--- DATA SECTION ---
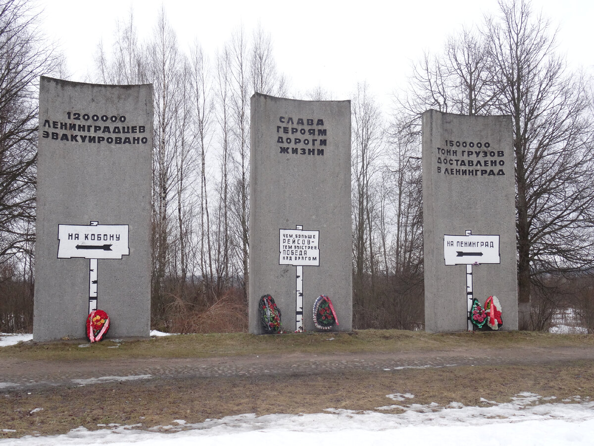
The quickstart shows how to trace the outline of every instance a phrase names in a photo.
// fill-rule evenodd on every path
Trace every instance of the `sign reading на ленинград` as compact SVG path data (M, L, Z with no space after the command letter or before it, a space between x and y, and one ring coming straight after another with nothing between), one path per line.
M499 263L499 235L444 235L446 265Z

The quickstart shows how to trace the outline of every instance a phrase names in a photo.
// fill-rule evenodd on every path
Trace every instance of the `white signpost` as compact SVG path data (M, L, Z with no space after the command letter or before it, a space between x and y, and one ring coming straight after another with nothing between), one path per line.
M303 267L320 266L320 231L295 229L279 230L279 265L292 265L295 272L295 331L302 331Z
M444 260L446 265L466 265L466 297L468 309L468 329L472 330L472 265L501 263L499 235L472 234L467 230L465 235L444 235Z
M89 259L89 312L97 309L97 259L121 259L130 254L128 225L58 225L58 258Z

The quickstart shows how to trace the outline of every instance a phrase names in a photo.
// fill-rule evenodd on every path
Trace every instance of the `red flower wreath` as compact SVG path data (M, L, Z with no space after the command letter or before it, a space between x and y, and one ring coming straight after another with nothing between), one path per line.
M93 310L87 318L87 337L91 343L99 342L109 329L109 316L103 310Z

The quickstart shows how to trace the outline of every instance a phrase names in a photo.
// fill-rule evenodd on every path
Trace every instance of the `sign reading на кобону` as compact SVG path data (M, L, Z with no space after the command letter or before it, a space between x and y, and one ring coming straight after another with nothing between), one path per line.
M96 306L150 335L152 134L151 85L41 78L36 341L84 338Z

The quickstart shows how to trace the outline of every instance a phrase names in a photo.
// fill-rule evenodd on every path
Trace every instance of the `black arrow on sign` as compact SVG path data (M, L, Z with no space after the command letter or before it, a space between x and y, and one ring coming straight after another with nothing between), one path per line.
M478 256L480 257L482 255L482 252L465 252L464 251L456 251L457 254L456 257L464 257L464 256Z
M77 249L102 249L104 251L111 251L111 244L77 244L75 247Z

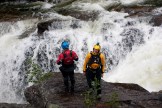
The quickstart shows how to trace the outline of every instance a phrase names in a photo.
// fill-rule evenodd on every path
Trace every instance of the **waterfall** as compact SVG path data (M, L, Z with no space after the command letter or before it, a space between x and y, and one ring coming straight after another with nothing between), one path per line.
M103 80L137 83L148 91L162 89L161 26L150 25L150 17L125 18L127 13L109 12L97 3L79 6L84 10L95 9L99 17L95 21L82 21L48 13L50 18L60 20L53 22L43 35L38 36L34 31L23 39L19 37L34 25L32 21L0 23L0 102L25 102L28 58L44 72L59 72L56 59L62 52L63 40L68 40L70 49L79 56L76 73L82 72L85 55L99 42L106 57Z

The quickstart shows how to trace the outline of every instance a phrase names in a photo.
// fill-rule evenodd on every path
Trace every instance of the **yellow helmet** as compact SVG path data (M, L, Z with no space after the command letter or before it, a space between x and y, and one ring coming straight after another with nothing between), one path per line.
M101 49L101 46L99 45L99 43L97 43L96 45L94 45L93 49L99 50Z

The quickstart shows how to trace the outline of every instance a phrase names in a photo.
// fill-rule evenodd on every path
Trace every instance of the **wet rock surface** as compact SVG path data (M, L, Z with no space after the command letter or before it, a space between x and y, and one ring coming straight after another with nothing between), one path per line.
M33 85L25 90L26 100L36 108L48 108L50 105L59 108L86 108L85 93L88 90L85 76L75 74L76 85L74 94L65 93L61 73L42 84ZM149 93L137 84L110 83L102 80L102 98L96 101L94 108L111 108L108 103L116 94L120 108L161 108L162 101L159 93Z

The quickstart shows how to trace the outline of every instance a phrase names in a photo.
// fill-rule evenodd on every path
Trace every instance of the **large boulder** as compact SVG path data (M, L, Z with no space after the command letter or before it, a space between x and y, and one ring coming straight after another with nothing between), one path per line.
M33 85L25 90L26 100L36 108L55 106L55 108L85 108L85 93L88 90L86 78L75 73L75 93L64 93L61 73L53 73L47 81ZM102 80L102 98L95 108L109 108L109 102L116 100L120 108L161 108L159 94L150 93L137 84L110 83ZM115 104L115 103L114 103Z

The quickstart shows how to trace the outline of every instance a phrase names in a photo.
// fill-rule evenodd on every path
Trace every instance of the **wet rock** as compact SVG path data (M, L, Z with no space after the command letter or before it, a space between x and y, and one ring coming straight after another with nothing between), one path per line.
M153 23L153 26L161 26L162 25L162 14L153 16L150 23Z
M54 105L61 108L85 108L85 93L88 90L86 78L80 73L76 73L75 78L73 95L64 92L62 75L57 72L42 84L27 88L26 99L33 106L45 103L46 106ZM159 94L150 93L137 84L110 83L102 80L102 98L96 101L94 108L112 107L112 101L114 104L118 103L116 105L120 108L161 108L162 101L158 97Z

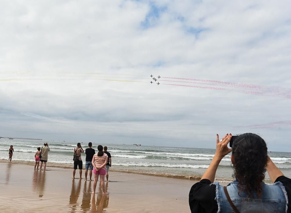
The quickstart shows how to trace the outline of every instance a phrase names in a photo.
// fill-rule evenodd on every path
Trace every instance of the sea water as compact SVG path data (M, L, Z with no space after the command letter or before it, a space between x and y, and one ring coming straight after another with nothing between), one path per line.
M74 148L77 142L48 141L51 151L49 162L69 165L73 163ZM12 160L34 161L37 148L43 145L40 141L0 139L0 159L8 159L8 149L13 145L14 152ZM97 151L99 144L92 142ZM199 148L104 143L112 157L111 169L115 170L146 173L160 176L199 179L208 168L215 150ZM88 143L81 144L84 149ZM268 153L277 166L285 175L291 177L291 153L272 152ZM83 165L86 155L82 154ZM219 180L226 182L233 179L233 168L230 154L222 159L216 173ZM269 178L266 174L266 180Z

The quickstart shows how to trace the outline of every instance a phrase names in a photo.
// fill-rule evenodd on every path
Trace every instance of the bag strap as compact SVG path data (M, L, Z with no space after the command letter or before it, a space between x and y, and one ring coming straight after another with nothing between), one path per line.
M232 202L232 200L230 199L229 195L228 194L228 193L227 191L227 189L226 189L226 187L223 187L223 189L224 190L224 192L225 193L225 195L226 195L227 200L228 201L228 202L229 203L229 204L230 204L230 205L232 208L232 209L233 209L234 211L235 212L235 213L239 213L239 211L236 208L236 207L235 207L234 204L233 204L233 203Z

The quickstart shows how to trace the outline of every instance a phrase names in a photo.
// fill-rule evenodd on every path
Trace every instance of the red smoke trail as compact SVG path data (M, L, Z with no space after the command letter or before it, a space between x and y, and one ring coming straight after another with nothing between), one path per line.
---
• DESCRIPTION OF THE TASK: Turn all of the material above into a numbered list with one line per item. Skip the blank lines and leave the pictures out.

• SOLUTION TO THE PROBLEM:
1. The quickstart shows how to trace the outline of every instance a phrase names in a photo.
2. // fill-rule evenodd on every path
3. Trace every instance of the `sign reading на ленинград` as compact SVG path data (M, L, Z with no space after the command letter or before it, a space between x and y, and one ring coming straight after another with nothing between), one path per line.
4. M499 263L499 235L444 235L446 265Z
5. The quickstart shows how to trace the outline of every instance a phrase names in a photo.
6. // fill-rule evenodd on every path
7. Trace every instance of the `white signpost` as compact SVG path data (M, L, Z with no space after the command letter or before it, a space between x and y, and one ring coming straight after another with nothing between), one path per line.
8. M303 267L320 266L320 231L295 229L279 230L279 265L292 265L295 272L295 331L302 331Z
9. M444 260L446 265L466 265L466 297L468 309L468 329L472 330L472 265L501 263L499 235L472 234L467 230L465 235L444 235Z
10. M89 259L89 312L97 309L97 259L121 259L130 254L128 225L58 225L58 258Z
11. The quickstart shows how to trace the outline of every instance a phrase names in a photo.
12. // fill-rule evenodd on every path
13. Trace every instance of the `red flower wreath` as compact SVG path data (M, L, Z with no space after the command letter or before it, a space between x and y, and one ring coming straight after another with nothing between), one path per line.
14. M93 310L87 318L87 337L91 343L99 342L109 329L109 316L103 310Z
15. The quickstart shows how to trace the outline of every instance a phrase names in a photo.
16. // fill-rule evenodd on every path
17. Trace every instance of the `sign reading на кобону` as compact SVG path data (M, L, Z with no space after the command letter or before it, a space between x and y, and one ring coming straight after another with nothing between), one path per line.
18. M96 306L150 335L152 134L151 85L41 78L36 341L84 338Z
19. The quickstart shows how to trace the outline of every instance a phrase names in a photo.
20. // fill-rule evenodd on every path
21. Trace every instance of the `black arrow on sign` as compact SVG path data (M, L, Z with no space after the command letter or before it, a space between x and y, and one ring coming straight after another with nothing between), one path per line.
22. M478 256L480 257L482 255L482 252L465 252L464 251L456 251L457 254L456 257L464 257L464 256Z
23. M77 249L102 249L104 251L111 251L111 244L77 244L75 247Z
24. The quickstart shows how to trace the outline of every instance a phrase names in a photo.
25. // fill-rule evenodd on every path
26. Trace every instance of the **waterfall** as compact SVG path data (M, L, Z with no space after the command letter or before it, a space between x and y, and one ring coming straight after another with nothing between), one path per line.
27. M103 80L137 83L148 91L162 89L161 26L150 25L150 17L125 18L127 13L109 12L97 3L79 6L84 10L95 9L99 17L95 21L82 21L48 13L50 18L60 20L53 22L43 35L38 36L34 31L23 39L19 37L34 25L32 21L0 23L0 102L25 102L28 58L44 72L59 72L56 59L62 52L63 40L68 40L70 49L79 56L76 73L82 72L85 55L99 42L106 57Z
28. The quickstart shows how to trace the outline of every instance a phrase names in a photo.
29. // fill-rule evenodd on every path
30. Trace every instance of the **yellow helmet** as compact SVG path data (M, L, Z with no space after the command letter or before it, a space between x and y, and one ring coming straight after another with nothing between), one path per line.
31. M101 49L101 46L99 45L99 43L97 43L96 45L94 45L93 49L99 50Z
32. The quickstart shows how to trace the outline of every instance a phrase names in a photo.
33. // fill-rule evenodd on every path
34. Trace every instance of the **wet rock surface** as compact SVG path data (M, L, Z with no space after the command letter or before it, a space between x and y, and one ring coming straight after another with nothing between), one path per line.
35. M33 85L25 90L26 100L36 108L48 108L50 105L59 108L86 108L85 93L88 90L85 76L75 74L76 85L74 94L65 93L61 73L42 84ZM149 93L137 84L110 83L102 80L102 98L96 101L94 108L111 108L108 103L116 94L120 108L161 108L162 101L159 93Z
36. The quickstart shows how to trace the outline of every instance a phrase names in a photo.
37. // fill-rule evenodd on every path
38. Trace every instance of the **large boulder** as compact SVG path data (M, L, Z with no space after the command letter or before it, a space between x and y, and one ring coming straight after another with nothing between), one path per line.
39. M33 85L25 90L26 100L36 108L55 106L55 108L85 108L85 93L88 90L86 78L75 73L75 93L64 93L61 73L53 73L47 81ZM102 80L102 98L95 108L109 108L109 102L116 100L120 108L161 108L159 94L150 93L137 84L110 83ZM115 104L115 103L114 103Z
40. The quickstart shows how to trace the outline of every instance a phrase names in a photo.
41. // fill-rule evenodd on every path
42. Trace every instance of the **wet rock** as compact SVG path data (M, L, Z with no space after the command letter or before it, a space between x and y, and one ring coming straight after another with nothing between), one path per line.
43. M153 23L153 26L161 26L162 25L162 14L153 16L150 23Z
44. M54 105L61 108L85 108L85 93L88 90L86 78L80 73L76 73L75 78L73 95L64 92L62 75L57 72L42 84L27 88L26 99L33 106L45 103L46 106ZM159 94L150 93L137 84L110 83L102 80L102 98L96 101L94 108L112 107L112 101L114 104L118 103L116 105L120 108L161 108L162 101L158 97Z
45. The quickstart shows how to trace the outline of every instance a phrase names in a photo.
46. // fill-rule evenodd on every path
47. Trace every instance of the sea water as compact SVG path data (M, L, Z with no space after the command letter or before it, a space between x and y, and one ring coming straight after another with nothing between), one path per line.
48. M74 148L77 142L48 141L51 151L49 162L69 165L73 163ZM12 160L34 161L37 148L43 145L40 141L0 139L0 159L8 159L8 149L13 145L14 152ZM97 151L99 144L92 142ZM199 148L104 143L112 157L111 169L115 170L146 173L160 176L199 179L208 168L215 150ZM88 143L81 144L84 149ZM268 153L277 166L285 175L291 177L291 153L272 152ZM83 165L86 155L82 154ZM219 180L226 182L233 179L233 168L230 154L222 159L216 173ZM269 178L266 174L266 180Z
49. The quickstart shows how to trace the outline of every instance a phrase names in a photo.
50. // fill-rule evenodd on every path
51. Trace every instance of the bag strap as compact SVG path data (M, L, Z with no space after the command letter or before it, a space between x and y, and one ring coming straight after another with nothing between), one path per line.
52. M232 202L232 200L230 199L229 195L228 194L228 193L227 191L227 189L226 189L226 187L223 187L223 189L224 190L224 192L225 193L225 195L226 195L227 200L228 201L228 202L229 203L229 204L230 204L230 205L232 208L232 209L233 209L234 211L235 212L235 213L239 213L239 211L236 208L236 207L235 207L234 204L233 204L233 203Z
53. The quickstart shows how to trace the outline of every instance a phrase names in a photo.
54. // fill-rule evenodd on every path
55. Trace every instance of the red smoke trail as compact SVG path data (M, L, Z with no space after the command letter or before it, a space between x and y, and one ring coming straight after another with nothing between), one path per line.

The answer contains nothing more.